[Exercise] Resume the article on the FDA's clearance of the Reset addiction-therapy app, picking up right after its final sentence.

Top of Reading passage

By Sy Mukherjee
September 14, 2017

In a milestone, the Food and Drug Administration (FDA) on Thursday green lit the first-ever mobile medical app to help treat people with substance use disorders (SUDs). The Reset device is designed by Pear Therapeutics and now cleared to assist in outpatient therapy for alcohol, cocaine, marijuana, and stimulant addiction—although it is notably not permitted for treating opioid dependence.

So just how does an app assist in addiction therapy? The Reset device has both a patient and clinician element to it, and it provides a form of treatment called cognitive behavioral therapy. That might mean helping SUD patients learn practical skills to help keep them abstain from the drugs they’re abusing and stay with their rehab programs. It’s not a standalone treatment, though—it’s supposed to be used alongside outpatient addiction therapy and an incentive-based system which rewards patients for staying clean and adhering to recommended treatment.

Bottom of Reading passage
Top of Data under study

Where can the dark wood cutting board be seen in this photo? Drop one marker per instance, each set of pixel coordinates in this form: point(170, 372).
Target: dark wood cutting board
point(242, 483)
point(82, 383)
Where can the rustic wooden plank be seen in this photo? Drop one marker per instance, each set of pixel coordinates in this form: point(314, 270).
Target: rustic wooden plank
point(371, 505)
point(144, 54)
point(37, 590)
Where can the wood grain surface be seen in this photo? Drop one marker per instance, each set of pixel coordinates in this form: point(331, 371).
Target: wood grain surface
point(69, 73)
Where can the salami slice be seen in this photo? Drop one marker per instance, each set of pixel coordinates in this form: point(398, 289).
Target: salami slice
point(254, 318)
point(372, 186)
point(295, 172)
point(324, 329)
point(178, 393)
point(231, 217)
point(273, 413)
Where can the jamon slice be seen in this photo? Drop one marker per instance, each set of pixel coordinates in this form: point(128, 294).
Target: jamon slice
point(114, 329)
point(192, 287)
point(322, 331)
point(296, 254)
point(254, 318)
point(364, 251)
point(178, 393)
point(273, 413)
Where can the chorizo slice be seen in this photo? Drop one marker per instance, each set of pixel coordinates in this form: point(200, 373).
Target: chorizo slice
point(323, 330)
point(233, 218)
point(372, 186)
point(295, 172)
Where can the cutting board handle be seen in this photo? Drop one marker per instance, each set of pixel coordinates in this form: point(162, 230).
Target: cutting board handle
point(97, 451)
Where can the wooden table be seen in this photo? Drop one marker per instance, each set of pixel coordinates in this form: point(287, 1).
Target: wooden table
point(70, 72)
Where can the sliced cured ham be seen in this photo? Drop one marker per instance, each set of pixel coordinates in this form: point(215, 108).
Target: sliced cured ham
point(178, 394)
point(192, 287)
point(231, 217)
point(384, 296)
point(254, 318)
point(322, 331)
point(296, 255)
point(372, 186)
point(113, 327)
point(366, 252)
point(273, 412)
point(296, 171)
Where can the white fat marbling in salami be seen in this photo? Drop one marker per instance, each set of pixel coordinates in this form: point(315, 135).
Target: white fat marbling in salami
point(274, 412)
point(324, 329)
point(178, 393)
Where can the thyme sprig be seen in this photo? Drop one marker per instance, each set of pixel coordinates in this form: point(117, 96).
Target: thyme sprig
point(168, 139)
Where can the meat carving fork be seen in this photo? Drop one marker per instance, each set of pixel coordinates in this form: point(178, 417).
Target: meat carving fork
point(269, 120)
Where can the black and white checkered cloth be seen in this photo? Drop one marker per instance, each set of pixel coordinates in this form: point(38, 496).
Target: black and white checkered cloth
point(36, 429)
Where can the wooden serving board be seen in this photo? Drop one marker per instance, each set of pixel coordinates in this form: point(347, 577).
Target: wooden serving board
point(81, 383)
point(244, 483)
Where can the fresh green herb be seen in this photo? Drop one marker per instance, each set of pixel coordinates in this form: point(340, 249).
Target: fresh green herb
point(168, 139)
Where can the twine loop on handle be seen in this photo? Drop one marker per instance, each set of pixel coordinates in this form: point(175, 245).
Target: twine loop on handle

Bottom of Data under study

[Response area]
Clinical studies underscored the digital health technology’s promise. More than 40% of patients who used the Reset system in addition to standard therapy abstained from alcohol, cocaine, marijuana, and stimulant substance abuse over a three month period, compared with 17.6% abstinence for those receiving standard therapy alone, according to the FDA.

A growing number of digital health firms and biopharma giants are embracing the idea of using mobile apps as medical add-ons to bolster conventional drugs—or even replace them altogether. For instance, startup Omada Health has a tech-based diabetes prevention program that uses an online support community and digital scale to keep people at risk for the disease healthy enough to avoid it. It’s been effective enough to win federal reimbursements.